Hate

I Hate Oregon State University

By Zach Evenson

Greetings, high school graduates. As of now, you are in all likelihood eagerly awaiting your enrollment into the academy of prestige and sophistication that you’ve come to know as college. Stanford, here I come! right? Wrong. Your overexposure to cathode rays and those pre-SAT bong rips have pretty much precluded any possibility you ever had for actually gaining a real higher education. If Ivy League turns out to be a letdown (like there was any doubt), and the ambiance at [Insert County Name Here] Community College just isn’t cultured enough for your Douglas-County-ass palette, then your only alternative, besides “Professional Green Chain Specialist,” is state college. If you happen to find yourself in a melting pot of bleached-blond frat guys driving Honda Civics with options more expensive than the car itself, pseudo-high-class Division 1A high school athletes and more chain-smoking sorority girls than you can shake a “Go Beavers” football pennant at, then welcome. You are at Oregon State University.

You’re most likely here because:

1) You liked to build model airplanes as a kid and take apart your father’s favorite electric razor, so you’ve decided to embark upon a career as an engineer. You will quickly discover that being an engineering major is a hell of a lot more difficult than being an actual engineer. This is made painfully clear by the fact that you’re taking college algebra during your sophomore year, but your car’s seat belt doesn’t work because you’re too stupid to tie a goddamn knot in it.

# GIVEN EXERCISE
Answer these questions about the piece on Oregon State University:
(a) Which school does the opening imagine the graduate shouting about heading to?
(b) What career does the first reason say the student has decided on?
(c) What course does that student take during sophomore year?

# EXTRACTED RECORDS
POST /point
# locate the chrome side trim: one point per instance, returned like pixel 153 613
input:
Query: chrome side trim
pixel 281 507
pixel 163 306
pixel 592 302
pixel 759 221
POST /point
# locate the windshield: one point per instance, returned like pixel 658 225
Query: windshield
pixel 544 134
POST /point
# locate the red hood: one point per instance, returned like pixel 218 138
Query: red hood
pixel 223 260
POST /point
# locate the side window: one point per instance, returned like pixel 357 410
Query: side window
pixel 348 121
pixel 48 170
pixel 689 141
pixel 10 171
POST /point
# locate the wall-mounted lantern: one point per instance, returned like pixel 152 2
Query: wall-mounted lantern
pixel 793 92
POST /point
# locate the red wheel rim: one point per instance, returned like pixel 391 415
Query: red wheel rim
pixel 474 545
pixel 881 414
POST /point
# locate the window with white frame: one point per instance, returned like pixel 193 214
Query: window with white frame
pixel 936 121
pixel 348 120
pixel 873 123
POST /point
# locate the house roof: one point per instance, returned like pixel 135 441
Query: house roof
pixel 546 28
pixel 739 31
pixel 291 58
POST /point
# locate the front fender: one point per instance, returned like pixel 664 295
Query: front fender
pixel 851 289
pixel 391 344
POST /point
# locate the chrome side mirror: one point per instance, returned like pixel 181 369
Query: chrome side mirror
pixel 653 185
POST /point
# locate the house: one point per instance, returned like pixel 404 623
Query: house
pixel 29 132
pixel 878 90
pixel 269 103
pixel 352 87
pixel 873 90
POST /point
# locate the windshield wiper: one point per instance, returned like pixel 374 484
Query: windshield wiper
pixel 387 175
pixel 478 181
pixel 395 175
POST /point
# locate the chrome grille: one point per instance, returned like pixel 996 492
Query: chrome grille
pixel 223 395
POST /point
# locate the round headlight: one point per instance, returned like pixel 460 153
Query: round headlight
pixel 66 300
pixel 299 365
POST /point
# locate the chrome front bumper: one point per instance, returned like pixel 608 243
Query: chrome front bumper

# WRITTEN ANSWER
(a) Stanford
(b) Engineering
(c) College algebra